● **Provided data**:
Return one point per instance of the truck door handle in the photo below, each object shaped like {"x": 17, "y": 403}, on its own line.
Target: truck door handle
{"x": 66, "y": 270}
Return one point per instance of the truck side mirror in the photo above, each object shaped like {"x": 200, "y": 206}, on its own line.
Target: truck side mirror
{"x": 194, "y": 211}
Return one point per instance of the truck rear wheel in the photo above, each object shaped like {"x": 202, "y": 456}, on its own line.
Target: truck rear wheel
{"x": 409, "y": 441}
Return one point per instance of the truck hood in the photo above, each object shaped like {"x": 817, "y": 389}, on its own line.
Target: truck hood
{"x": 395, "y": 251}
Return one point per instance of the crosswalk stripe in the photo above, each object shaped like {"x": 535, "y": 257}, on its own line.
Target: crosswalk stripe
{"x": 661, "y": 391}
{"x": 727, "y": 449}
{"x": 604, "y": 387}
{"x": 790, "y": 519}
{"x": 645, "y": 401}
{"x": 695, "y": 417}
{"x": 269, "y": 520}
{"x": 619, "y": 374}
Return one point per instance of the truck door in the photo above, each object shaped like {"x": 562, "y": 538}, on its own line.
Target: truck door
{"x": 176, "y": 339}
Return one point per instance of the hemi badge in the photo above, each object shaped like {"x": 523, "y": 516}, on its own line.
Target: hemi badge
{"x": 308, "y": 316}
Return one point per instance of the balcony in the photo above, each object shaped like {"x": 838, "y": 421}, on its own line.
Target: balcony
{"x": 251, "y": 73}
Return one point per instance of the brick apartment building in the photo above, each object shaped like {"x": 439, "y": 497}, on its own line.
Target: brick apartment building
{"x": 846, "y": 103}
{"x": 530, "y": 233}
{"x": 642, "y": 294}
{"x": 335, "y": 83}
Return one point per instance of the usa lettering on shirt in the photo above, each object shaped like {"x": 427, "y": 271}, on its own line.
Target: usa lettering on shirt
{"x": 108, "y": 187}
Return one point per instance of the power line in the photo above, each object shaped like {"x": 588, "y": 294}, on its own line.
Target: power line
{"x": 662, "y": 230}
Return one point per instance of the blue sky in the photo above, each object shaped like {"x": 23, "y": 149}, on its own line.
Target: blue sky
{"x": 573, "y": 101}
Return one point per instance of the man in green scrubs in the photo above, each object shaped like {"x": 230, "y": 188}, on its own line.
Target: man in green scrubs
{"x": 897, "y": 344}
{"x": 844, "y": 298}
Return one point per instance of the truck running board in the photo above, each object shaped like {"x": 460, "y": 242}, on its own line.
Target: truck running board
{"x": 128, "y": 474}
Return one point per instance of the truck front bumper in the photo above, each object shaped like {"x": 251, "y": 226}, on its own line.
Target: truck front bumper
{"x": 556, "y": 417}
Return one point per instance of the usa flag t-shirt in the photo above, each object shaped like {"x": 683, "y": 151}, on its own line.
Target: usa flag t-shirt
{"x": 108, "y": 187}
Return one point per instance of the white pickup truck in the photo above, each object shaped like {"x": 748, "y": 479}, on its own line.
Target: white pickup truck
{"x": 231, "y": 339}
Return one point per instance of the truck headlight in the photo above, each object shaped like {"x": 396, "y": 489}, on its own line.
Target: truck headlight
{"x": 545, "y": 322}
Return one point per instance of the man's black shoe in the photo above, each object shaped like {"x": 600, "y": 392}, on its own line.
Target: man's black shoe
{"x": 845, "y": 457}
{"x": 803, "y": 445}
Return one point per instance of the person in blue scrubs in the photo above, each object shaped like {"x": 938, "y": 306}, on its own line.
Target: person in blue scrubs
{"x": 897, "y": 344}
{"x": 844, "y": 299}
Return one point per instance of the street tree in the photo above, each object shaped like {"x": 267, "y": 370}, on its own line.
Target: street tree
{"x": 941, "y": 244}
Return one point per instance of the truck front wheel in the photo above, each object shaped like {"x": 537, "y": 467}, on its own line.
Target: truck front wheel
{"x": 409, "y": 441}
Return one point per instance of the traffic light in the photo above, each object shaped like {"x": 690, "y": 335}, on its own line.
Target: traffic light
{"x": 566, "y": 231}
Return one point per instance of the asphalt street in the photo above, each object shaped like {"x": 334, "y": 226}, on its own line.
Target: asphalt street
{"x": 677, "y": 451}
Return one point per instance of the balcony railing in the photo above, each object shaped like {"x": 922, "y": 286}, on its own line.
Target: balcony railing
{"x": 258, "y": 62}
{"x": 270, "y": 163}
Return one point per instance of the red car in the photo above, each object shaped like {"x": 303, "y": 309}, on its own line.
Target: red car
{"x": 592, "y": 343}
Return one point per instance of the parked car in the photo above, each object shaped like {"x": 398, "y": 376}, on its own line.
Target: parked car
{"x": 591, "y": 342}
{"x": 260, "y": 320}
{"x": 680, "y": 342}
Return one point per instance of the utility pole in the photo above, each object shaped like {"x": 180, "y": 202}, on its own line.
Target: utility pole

● **Aim of the exercise**:
Please reproduce all of the entries exactly as they stand.

● **Solution to the exercise**:
Return one point per instance of the truck door handle in the photo below, each object shaped like {"x": 17, "y": 403}, on its own line.
Target: truck door handle
{"x": 66, "y": 270}
Return one point per instance of the truck side mirror in the photo above, each object shaped like {"x": 200, "y": 206}, on its own line.
Target: truck side mirror
{"x": 194, "y": 211}
Return one point per instance of the truck rear wheel in the photo above, each object shaped like {"x": 202, "y": 456}, on its own line.
Target: truck rear wheel
{"x": 409, "y": 441}
Return one point per instance of the truck hood in the photo above, each object shaped like {"x": 817, "y": 389}, on its own line.
Target: truck hood
{"x": 395, "y": 251}
Return one point per instance of the crosswalk stripe in the photo above, each object shaped like {"x": 535, "y": 257}, on its own line.
Target: crosswalk stripe
{"x": 661, "y": 391}
{"x": 727, "y": 449}
{"x": 604, "y": 387}
{"x": 790, "y": 519}
{"x": 645, "y": 401}
{"x": 695, "y": 417}
{"x": 269, "y": 520}
{"x": 619, "y": 374}
Return one point per instance of the truck door in the photo above, each object shaped like {"x": 562, "y": 538}, on its own line.
Target: truck door
{"x": 176, "y": 339}
Return one point per instance of the hemi badge in the photo above, each object shaped like {"x": 523, "y": 516}, on its own line.
Target: hemi badge
{"x": 308, "y": 316}
Return one point per instance of the balcony in the photo above, each object shaped like {"x": 838, "y": 421}, on its own line.
Target: balcony
{"x": 251, "y": 73}
Return one point per instance of the brick apartment building in the photo above, each object shaped like {"x": 439, "y": 497}, on its own line.
Target: brick apartment building
{"x": 846, "y": 103}
{"x": 530, "y": 233}
{"x": 642, "y": 294}
{"x": 335, "y": 83}
Return one point per instance of the usa lettering on shirt in the photo above, each object shaped like {"x": 427, "y": 271}, on its own line.
Target: usa lettering on shirt
{"x": 108, "y": 187}
Return one point per instance of the power line in the photo above, each object shaped like {"x": 588, "y": 294}, on its own line.
Target: power line
{"x": 662, "y": 230}
Return one point per instance of the blue sky in the photo above, each object shaped like {"x": 23, "y": 149}, on its own line.
Target: blue sky
{"x": 573, "y": 101}
Return one point per instance of the man in green scrubs in the photo above, each object shaped like {"x": 230, "y": 188}, on its own line.
Target: man in green scrubs
{"x": 897, "y": 344}
{"x": 844, "y": 298}
Return one point per instance of the truck running board in the photo above, each object shaped like {"x": 460, "y": 242}, on its own line.
Target: truck running board
{"x": 128, "y": 474}
Return one point per instance of the truck front bumper in the photo above, each object shaped like {"x": 251, "y": 226}, on its own line.
Target: truck front bumper
{"x": 556, "y": 417}
Return one point per instance of the usa flag t-shirt in the photo above, each object shaped like {"x": 683, "y": 151}, on its own line.
Target: usa flag t-shirt
{"x": 108, "y": 187}
Return one point per instance of the white pickup truck in the photo above, each object shaped like {"x": 748, "y": 479}, on its own line.
Target: white pickup truck
{"x": 231, "y": 339}
Return one point per instance of the truck headlight in the photo above, each object shaped like {"x": 396, "y": 489}, on its own line.
Target: truck headlight
{"x": 545, "y": 322}
Return one point per instance of the man's black shoe in the photo above, each object shaped like {"x": 600, "y": 392}, on its own line.
Target: man's black shoe
{"x": 845, "y": 457}
{"x": 803, "y": 445}
Return one point per instance of the person in blue scrubs in the photo above, each object shaped like {"x": 938, "y": 306}, on its own line.
Target: person in blue scrubs
{"x": 897, "y": 344}
{"x": 844, "y": 299}
Return one point per instance of the street tree in the photo above, each object shaped like {"x": 267, "y": 370}, on its own line.
Target: street tree
{"x": 941, "y": 244}
Return one point per instance of the truck front wheel in the photo above, each object shaped like {"x": 537, "y": 467}, on its own line.
Target: truck front wheel
{"x": 409, "y": 441}
Return one point per instance of the traffic light in the photo above, each object shaped like {"x": 690, "y": 335}, on its own line.
Target: traffic light
{"x": 566, "y": 231}
Return one point per instance of the asphalt street in the photo above, each object shaped like {"x": 334, "y": 226}, on its own line.
Target: asphalt street
{"x": 677, "y": 451}
Return one point per instance of the balcony railing in the photo above, each object shaped like {"x": 922, "y": 286}, on its own line.
Target: balcony railing
{"x": 258, "y": 62}
{"x": 270, "y": 163}
Return one point per instance of the red car in the photo above, each object shaped like {"x": 303, "y": 309}, on its own line.
Target: red car
{"x": 592, "y": 343}
Return one point per instance of the parked car in the photo above, each object shaped like {"x": 398, "y": 376}, on its own line.
Target: parked car
{"x": 591, "y": 342}
{"x": 260, "y": 320}
{"x": 680, "y": 342}
Return one point per instance of the utility pole in the photo above, each object shaped like {"x": 180, "y": 202}, on its own line.
Target: utility pole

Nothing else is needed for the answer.